__What to produce__
Could you rewrite the rows from the line with "Target: yellow mango wedge" through the end of the rows, keeping every text line, but with each coordinate in the answer points offset by -144? Leave the pictures out.
-- start --
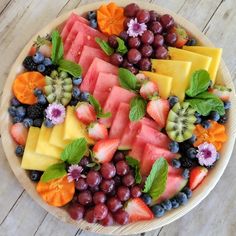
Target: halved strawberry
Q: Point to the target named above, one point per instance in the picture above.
(85, 112)
(197, 174)
(148, 90)
(158, 109)
(97, 131)
(138, 210)
(182, 36)
(19, 133)
(104, 149)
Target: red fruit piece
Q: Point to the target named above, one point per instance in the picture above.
(158, 109)
(148, 90)
(138, 210)
(104, 149)
(97, 131)
(182, 36)
(19, 133)
(85, 112)
(197, 175)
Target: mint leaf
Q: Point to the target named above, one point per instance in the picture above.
(137, 108)
(155, 183)
(72, 68)
(136, 166)
(206, 102)
(53, 172)
(127, 79)
(74, 151)
(57, 47)
(122, 49)
(199, 83)
(104, 46)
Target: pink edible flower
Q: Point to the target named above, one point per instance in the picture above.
(74, 172)
(135, 29)
(207, 154)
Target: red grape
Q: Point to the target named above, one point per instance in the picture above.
(99, 197)
(123, 193)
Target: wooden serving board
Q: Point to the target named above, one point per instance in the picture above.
(199, 194)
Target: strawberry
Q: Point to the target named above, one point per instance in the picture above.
(197, 174)
(97, 131)
(158, 109)
(19, 133)
(85, 112)
(148, 90)
(104, 149)
(182, 36)
(138, 210)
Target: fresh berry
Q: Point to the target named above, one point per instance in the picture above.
(148, 90)
(97, 131)
(19, 151)
(158, 210)
(104, 149)
(197, 174)
(19, 133)
(85, 113)
(138, 210)
(158, 109)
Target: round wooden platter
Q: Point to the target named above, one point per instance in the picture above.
(139, 227)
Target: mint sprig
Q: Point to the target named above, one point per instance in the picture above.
(155, 183)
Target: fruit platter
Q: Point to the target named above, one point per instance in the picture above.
(117, 117)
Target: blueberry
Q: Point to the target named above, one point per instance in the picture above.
(19, 151)
(41, 68)
(185, 174)
(47, 61)
(214, 116)
(227, 105)
(173, 100)
(174, 203)
(15, 102)
(35, 175)
(27, 122)
(191, 153)
(181, 198)
(176, 163)
(93, 23)
(76, 93)
(77, 81)
(38, 57)
(187, 191)
(206, 124)
(166, 205)
(174, 147)
(146, 198)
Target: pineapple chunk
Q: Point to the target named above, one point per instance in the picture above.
(43, 145)
(31, 160)
(163, 82)
(178, 70)
(74, 129)
(214, 53)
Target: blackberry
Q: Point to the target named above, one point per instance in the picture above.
(35, 111)
(29, 64)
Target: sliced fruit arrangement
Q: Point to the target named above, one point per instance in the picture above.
(119, 115)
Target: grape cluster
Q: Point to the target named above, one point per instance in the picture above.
(100, 196)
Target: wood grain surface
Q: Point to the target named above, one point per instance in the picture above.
(19, 214)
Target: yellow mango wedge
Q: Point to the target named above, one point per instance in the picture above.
(31, 160)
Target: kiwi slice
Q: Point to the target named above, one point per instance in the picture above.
(58, 87)
(180, 122)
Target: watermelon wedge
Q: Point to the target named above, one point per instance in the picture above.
(97, 66)
(104, 84)
(116, 96)
(87, 55)
(120, 120)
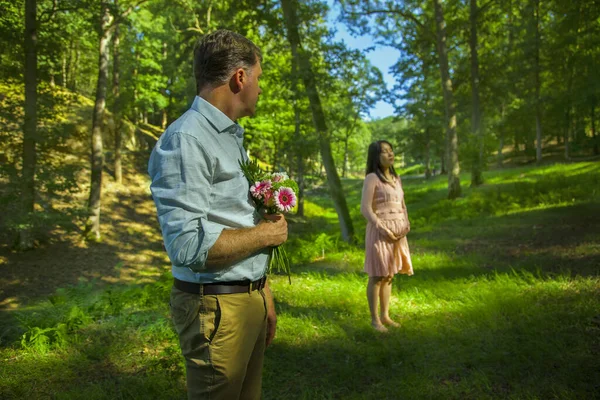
-- end --
__Task response__
Target: yellow mango wedge
Q: Point to the target named above, one point per instance in the picture above.
(-113, 16)
Target: kiwi slice
Q: Point to the target named above, one point per instance in the picture above.
(-86, -57)
(36, -22)
Target: watermelon wedge
Q: Point to the target named above, one point per instance in the picture above.
(-47, -78)
(-40, -60)
(-28, -48)
(-57, -89)
(-24, -24)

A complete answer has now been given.